→ **DATA PROVIDED**
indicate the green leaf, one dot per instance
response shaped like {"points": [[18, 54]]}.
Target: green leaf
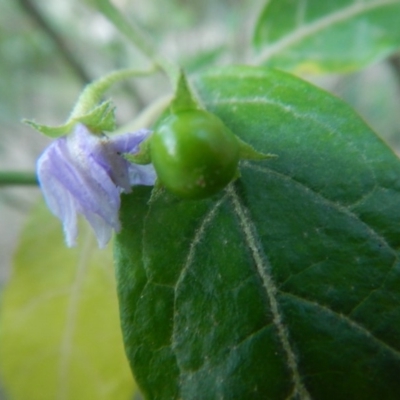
{"points": [[60, 335], [285, 285], [326, 36]]}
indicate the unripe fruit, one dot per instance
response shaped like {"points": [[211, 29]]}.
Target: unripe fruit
{"points": [[194, 154]]}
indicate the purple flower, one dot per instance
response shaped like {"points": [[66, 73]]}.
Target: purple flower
{"points": [[83, 173]]}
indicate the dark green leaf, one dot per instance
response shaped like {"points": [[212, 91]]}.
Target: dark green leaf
{"points": [[285, 285], [327, 36]]}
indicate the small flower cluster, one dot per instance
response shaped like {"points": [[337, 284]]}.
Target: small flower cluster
{"points": [[83, 173]]}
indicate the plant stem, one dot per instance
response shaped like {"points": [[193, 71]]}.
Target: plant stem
{"points": [[13, 178], [33, 12], [394, 61], [132, 31]]}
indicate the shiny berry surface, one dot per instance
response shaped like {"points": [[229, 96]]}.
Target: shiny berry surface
{"points": [[194, 154]]}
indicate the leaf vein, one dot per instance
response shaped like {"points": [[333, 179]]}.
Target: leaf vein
{"points": [[360, 328], [324, 200], [271, 290]]}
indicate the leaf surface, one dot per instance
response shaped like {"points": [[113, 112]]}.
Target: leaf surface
{"points": [[286, 284], [308, 36], [60, 336]]}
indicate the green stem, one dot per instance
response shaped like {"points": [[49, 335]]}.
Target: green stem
{"points": [[93, 92], [33, 12], [13, 178], [137, 37]]}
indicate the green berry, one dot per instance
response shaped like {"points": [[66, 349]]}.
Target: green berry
{"points": [[194, 154]]}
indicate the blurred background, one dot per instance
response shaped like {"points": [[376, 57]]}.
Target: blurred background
{"points": [[50, 50]]}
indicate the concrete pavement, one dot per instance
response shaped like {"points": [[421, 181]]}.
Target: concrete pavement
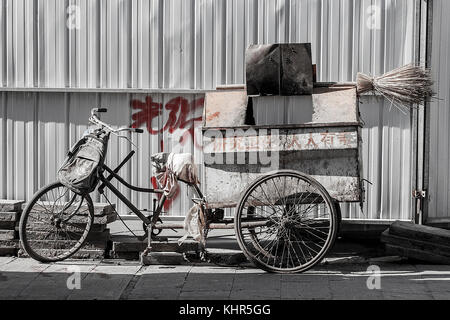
{"points": [[27, 279]]}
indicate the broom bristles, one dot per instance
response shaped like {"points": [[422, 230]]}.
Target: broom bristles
{"points": [[403, 87]]}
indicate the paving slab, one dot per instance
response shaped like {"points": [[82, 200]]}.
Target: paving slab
{"points": [[105, 282]]}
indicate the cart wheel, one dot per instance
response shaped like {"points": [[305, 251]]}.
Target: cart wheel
{"points": [[286, 222]]}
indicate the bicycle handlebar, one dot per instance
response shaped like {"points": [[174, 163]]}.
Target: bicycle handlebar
{"points": [[95, 120]]}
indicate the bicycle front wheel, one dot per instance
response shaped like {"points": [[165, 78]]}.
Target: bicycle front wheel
{"points": [[55, 223]]}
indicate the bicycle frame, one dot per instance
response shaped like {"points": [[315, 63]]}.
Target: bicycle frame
{"points": [[106, 182]]}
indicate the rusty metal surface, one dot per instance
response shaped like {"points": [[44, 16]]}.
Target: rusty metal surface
{"points": [[279, 69], [330, 155], [335, 104]]}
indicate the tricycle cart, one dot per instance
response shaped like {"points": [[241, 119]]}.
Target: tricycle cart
{"points": [[286, 182]]}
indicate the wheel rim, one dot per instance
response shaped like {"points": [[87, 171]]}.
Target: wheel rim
{"points": [[297, 222], [56, 223]]}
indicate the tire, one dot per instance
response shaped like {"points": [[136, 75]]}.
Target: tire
{"points": [[291, 210], [55, 223]]}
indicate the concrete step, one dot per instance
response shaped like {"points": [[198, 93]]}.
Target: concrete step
{"points": [[418, 242], [128, 247]]}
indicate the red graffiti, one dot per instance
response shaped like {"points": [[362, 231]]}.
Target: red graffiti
{"points": [[181, 115]]}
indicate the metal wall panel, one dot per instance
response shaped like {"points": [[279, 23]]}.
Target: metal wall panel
{"points": [[439, 166], [37, 129], [177, 44], [192, 44]]}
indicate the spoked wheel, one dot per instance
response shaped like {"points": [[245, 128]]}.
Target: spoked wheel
{"points": [[286, 222], [55, 223]]}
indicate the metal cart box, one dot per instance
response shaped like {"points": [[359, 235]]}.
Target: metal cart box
{"points": [[328, 149]]}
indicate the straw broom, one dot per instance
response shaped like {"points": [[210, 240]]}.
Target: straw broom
{"points": [[403, 87]]}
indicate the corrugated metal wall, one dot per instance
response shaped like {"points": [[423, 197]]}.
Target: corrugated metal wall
{"points": [[178, 44], [439, 167]]}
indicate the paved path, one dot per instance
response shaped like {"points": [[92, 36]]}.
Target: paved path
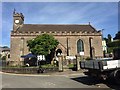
{"points": [[58, 80]]}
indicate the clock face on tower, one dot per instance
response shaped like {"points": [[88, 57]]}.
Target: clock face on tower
{"points": [[17, 21]]}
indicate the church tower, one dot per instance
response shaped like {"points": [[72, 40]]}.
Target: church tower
{"points": [[18, 20]]}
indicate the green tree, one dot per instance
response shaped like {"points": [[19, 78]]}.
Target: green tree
{"points": [[42, 44]]}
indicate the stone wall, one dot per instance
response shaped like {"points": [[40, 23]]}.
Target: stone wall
{"points": [[19, 45]]}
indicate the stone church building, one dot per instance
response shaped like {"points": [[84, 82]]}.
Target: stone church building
{"points": [[74, 39]]}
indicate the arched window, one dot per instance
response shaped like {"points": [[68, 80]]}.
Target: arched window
{"points": [[80, 46]]}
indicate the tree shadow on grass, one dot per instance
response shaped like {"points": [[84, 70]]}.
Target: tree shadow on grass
{"points": [[95, 81]]}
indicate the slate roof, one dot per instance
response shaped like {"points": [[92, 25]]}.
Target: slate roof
{"points": [[56, 27]]}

→ **DESCRIPTION OF THE TASK**
Rewrite every line of the listing above as a Markdown table with two columns, "Row" for the row number and "Line" for the text of the line. Skip blank lines, and leave the pictures out of the table.

→ **EXERCISE RESPONSE**
| Row | Line |
|---|---|
| 1 | indicate the green leaf, one dot per instance |
| 2 | response shaped like {"points": [[18, 54]]}. |
| 3 | Target: green leaf |
| 4 | {"points": [[60, 335], [285, 285], [326, 36]]} |
| 5 | indicate the unripe fruit, one dot per instance |
| 6 | response shaped like {"points": [[211, 29]]}. |
| 7 | Target: unripe fruit |
| 8 | {"points": [[194, 154]]} |
| 9 | indicate the purple flower, one dot per instance |
| 10 | response shaped like {"points": [[66, 73]]}. |
| 11 | Target: purple flower |
| 12 | {"points": [[83, 173]]} |
| 13 | indicate the dark green leaf, one dot per instance |
| 14 | response shaped like {"points": [[212, 91]]}. |
| 15 | Target: dark green leaf |
| 16 | {"points": [[285, 285], [327, 36]]} |
| 17 | indicate the small flower cluster, one dot per instance |
| 18 | response shaped like {"points": [[337, 284]]}. |
| 19 | Target: small flower cluster |
| 20 | {"points": [[83, 173]]} |
| 21 | indicate the plant stem, one dot per instance |
| 22 | response shaped like {"points": [[193, 71]]}. |
| 23 | Target: plant stem |
| 24 | {"points": [[13, 178], [33, 12], [394, 61], [132, 31]]} |
| 25 | indicate the shiny berry surface, one dot per instance |
| 26 | response shaped like {"points": [[229, 96]]}. |
| 27 | Target: shiny berry surface |
| 28 | {"points": [[194, 154]]} |
| 29 | indicate the leaf vein, one dot per instance |
| 30 | response shaped like {"points": [[333, 179]]}. |
| 31 | Target: leaf vein |
| 32 | {"points": [[360, 328], [324, 200], [271, 290]]} |
| 33 | indicate the leaf surface, one dot per instance |
| 34 | response shaped like {"points": [[113, 112]]}. |
| 35 | Target: leaf surface |
| 36 | {"points": [[286, 284], [308, 36], [60, 336]]} |
| 37 | indicate the green stem, one dot per instance |
| 38 | response shaped like {"points": [[49, 335]]}. |
| 39 | Target: green stem |
| 40 | {"points": [[93, 92], [33, 12], [13, 178], [137, 37]]} |
| 41 | indicate the green berry, one dot per instance |
| 42 | response shaped like {"points": [[66, 349]]}. |
| 43 | Target: green berry |
| 44 | {"points": [[194, 154]]} |
| 45 | indicate the blurred background, one dot per instance |
| 46 | response shaped like {"points": [[376, 57]]}. |
| 47 | Target: blurred background |
| 48 | {"points": [[50, 50]]} |
| 49 | indicate the concrete pavement, one dot per instance |
| 50 | response shaped like {"points": [[421, 181]]}. |
| 51 | Target: concrete pavement |
| 52 | {"points": [[27, 279]]} |
| 53 | indicate the broom bristles, one dot per instance |
| 54 | response shaped like {"points": [[422, 230]]}. |
| 55 | Target: broom bristles |
| 56 | {"points": [[403, 87]]} |
| 57 | indicate the paving slab, one dot per instance |
| 58 | response shaped like {"points": [[82, 200]]}. |
| 59 | Target: paving slab |
| 60 | {"points": [[105, 282]]} |
| 61 | indicate the cart wheel, one dot per instance |
| 62 | response shaped like {"points": [[305, 251]]}. |
| 63 | Target: cart wheel |
| 64 | {"points": [[286, 222]]} |
| 65 | indicate the bicycle handlebar, one dot per instance |
| 66 | response shaped like {"points": [[174, 163]]}. |
| 67 | Target: bicycle handlebar |
| 68 | {"points": [[95, 120]]} |
| 69 | indicate the bicycle front wheel, one dot per instance |
| 70 | response shaped like {"points": [[165, 78]]}. |
| 71 | Target: bicycle front wheel |
| 72 | {"points": [[55, 223]]} |
| 73 | indicate the bicycle frame, one dot per instance |
| 74 | response shaped like {"points": [[315, 63]]}. |
| 75 | Target: bicycle frame |
| 76 | {"points": [[106, 182]]} |
| 77 | indicate the rusty metal surface, one dot per instance |
| 78 | response shaped like {"points": [[44, 16]]}. |
| 79 | Target: rusty metal surface |
| 80 | {"points": [[279, 69], [330, 155], [335, 104]]} |
| 81 | indicate the tricycle cart, one dot per instance |
| 82 | response shaped like {"points": [[241, 119]]}. |
| 83 | Target: tricycle cart |
| 84 | {"points": [[286, 182]]} |
| 85 | indicate the wheel rim, one dot per instance |
| 86 | response shaped like {"points": [[87, 171]]}. |
| 87 | Target: wheel rim |
| 88 | {"points": [[297, 222], [56, 223]]} |
| 89 | indicate the tire, one dot per instance |
| 90 | response shaped like {"points": [[136, 75]]}. |
| 91 | Target: tire |
| 92 | {"points": [[291, 210], [55, 223]]} |
| 93 | indicate the concrete step, one dot per instance |
| 94 | response shaped like {"points": [[198, 93]]}. |
| 95 | Target: concrete step |
| 96 | {"points": [[418, 242], [128, 247]]} |
| 97 | indicate the red graffiti, one dot per instance |
| 98 | response shaped like {"points": [[362, 231]]}. |
| 99 | Target: red graffiti |
| 100 | {"points": [[181, 115]]} |
| 101 | indicate the metal wall panel, one dot per instance |
| 102 | response shaped like {"points": [[279, 23]]}. |
| 103 | Target: metal wall panel |
| 104 | {"points": [[439, 166], [37, 129], [177, 44], [192, 44]]} |
| 105 | indicate the spoked wheel, one dot per instance |
| 106 | response shaped like {"points": [[245, 128]]}. |
| 107 | Target: spoked wheel |
| 108 | {"points": [[286, 222], [55, 223]]} |
| 109 | indicate the metal cart box, one dot per instance |
| 110 | response shaped like {"points": [[359, 235]]}. |
| 111 | Target: metal cart box |
| 112 | {"points": [[328, 149]]} |
| 113 | indicate the straw broom, one dot per instance |
| 114 | response shaped like {"points": [[210, 240]]}. |
| 115 | Target: straw broom |
| 116 | {"points": [[403, 87]]} |
| 117 | indicate the corrugated metal wall, one dot per instance |
| 118 | response shaped like {"points": [[423, 197]]}. |
| 119 | Target: corrugated metal wall |
| 120 | {"points": [[178, 44], [439, 167]]} |
| 121 | indicate the paved path, one dot per instance |
| 122 | response shaped like {"points": [[92, 36]]}. |
| 123 | Target: paved path |
| 124 | {"points": [[58, 80]]} |
| 125 | indicate the clock face on tower, one dot per instance |
| 126 | response shaped like {"points": [[88, 57]]}. |
| 127 | Target: clock face on tower |
| 128 | {"points": [[17, 21]]} |
| 129 | indicate the church tower, one dot per instance |
| 130 | response shaped like {"points": [[72, 40]]}. |
| 131 | Target: church tower |
| 132 | {"points": [[18, 20]]} |
| 133 | indicate the green tree, one dot per instance |
| 134 | response shaped like {"points": [[19, 78]]}. |
| 135 | Target: green tree |
| 136 | {"points": [[42, 44]]} |
| 137 | indicate the stone wall, one dot per instance |
| 138 | response shaped like {"points": [[40, 23]]}. |
| 139 | Target: stone wall |
| 140 | {"points": [[19, 45]]} |
| 141 | indicate the stone church building, one dot per instance |
| 142 | response shaped like {"points": [[84, 82]]}. |
| 143 | Target: stone church building |
| 144 | {"points": [[74, 39]]} |
| 145 | indicate the arched window, one dot per instance |
| 146 | response shaped like {"points": [[68, 80]]}. |
| 147 | Target: arched window |
| 148 | {"points": [[80, 46]]} |
| 149 | indicate the tree shadow on grass, one dot per instance |
| 150 | response shaped like {"points": [[84, 70]]}. |
| 151 | Target: tree shadow on grass |
| 152 | {"points": [[95, 81]]} |
| 153 | indicate the slate roof, one dot per instance |
| 154 | response shaped like {"points": [[92, 25]]}. |
| 155 | Target: slate roof |
| 156 | {"points": [[56, 27]]} |